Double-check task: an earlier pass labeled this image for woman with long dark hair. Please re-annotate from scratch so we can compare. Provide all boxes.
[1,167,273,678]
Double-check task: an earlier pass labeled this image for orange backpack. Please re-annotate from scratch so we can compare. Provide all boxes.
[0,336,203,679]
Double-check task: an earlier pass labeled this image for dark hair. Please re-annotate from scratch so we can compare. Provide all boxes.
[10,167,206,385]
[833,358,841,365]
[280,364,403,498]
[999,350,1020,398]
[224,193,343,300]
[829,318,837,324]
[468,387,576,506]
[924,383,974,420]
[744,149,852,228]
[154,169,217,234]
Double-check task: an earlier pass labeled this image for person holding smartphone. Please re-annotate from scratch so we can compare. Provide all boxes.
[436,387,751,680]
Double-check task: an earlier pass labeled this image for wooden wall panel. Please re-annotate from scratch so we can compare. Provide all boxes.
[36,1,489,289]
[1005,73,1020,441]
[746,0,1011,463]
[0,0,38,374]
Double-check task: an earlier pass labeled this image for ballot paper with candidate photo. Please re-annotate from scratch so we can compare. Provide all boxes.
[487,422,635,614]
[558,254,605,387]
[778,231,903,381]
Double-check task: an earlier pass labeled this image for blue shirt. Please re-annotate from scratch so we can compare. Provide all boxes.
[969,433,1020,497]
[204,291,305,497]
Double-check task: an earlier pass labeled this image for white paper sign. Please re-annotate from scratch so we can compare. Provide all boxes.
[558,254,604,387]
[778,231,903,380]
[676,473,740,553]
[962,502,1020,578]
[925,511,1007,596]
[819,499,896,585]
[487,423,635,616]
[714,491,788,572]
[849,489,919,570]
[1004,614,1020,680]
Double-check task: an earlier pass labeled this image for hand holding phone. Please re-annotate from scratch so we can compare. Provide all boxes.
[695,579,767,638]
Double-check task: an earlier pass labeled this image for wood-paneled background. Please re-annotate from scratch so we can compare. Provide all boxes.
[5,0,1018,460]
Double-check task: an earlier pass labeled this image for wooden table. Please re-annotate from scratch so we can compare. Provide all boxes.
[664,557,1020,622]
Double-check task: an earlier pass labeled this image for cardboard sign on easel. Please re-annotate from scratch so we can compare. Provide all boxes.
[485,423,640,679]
________________
### YOUR INSTRUCTIONS
Take the records above and return them exactly as written.

### SOLVED EXERCISE
Double-check task: an earlier pass labeled this image for woman with long dark hair. Please re-annotate from scratch so we can compare. Provide all boxes.
[1,167,273,678]
Double-check task: an earlier pass labeled this image for orange backpack. Please re-annotate from scratch so we can compare. Provide all boxes.
[0,336,203,679]
Double-check task: an earlier pass labeled this image for dark hair. Please re-annotate from scratch so we can compare. Provide all boxes.
[10,167,206,385]
[833,358,841,365]
[280,364,403,498]
[999,350,1020,398]
[224,193,343,300]
[829,318,837,324]
[468,387,576,506]
[924,383,974,420]
[744,149,852,228]
[154,169,217,234]
Double-check task: an earlier pass labeled this image for person holding smartphone. Please re-annotate from scratch so we can compare. Provide all boxes.
[436,387,751,680]
Double-check task: an earlier pass labeled this image for wooden wall panel. Please re-annotate from scratch so we can compare. Provide all boxes.
[36,1,489,289]
[1005,73,1020,441]
[746,0,1011,463]
[0,0,38,374]
Double-check task: an earlier pass labeled this image for ballot paper with candidate photo. Please re-annotate from scratch so we can compare. Provide all boxes.
[487,422,635,614]
[558,254,605,387]
[778,231,903,381]
Double-check task: an earlier pass labeled this image for blue shirt. Please re-annotate from scratch so we can compare. Provide all boxes.
[969,433,1020,497]
[204,291,305,497]
Double-check task: an earlier pass labeled this image for white paper sign. Please re-annotate from scratch so we can compare. Provide all boxes.
[558,254,604,387]
[778,231,903,380]
[676,473,740,553]
[962,502,1020,578]
[925,511,1007,596]
[819,499,896,585]
[487,423,635,616]
[714,491,788,572]
[849,489,919,570]
[1004,614,1020,680]
Double-check task: an earlier pass labeled this image for hand holding phone. Please re-annotate from scratch so we can compare. Provide all boxes.
[695,579,767,638]
Double-check task: an earlier pass labeled this image for wood-paneled background. Please re-annotate from scratch so we can compare. Provide all boxes.
[5,0,1018,460]
Double-check task: an earlier pass labeled this image for wooden table. Please re-annotate from scratch so we can compare. Provide all boxes.
[664,557,1020,622]
Double-check task: an earlier pass labeled this image for cardboard sign on easel. Please re-annotate from scratch so we can compare. Provide all boxes.
[485,423,640,679]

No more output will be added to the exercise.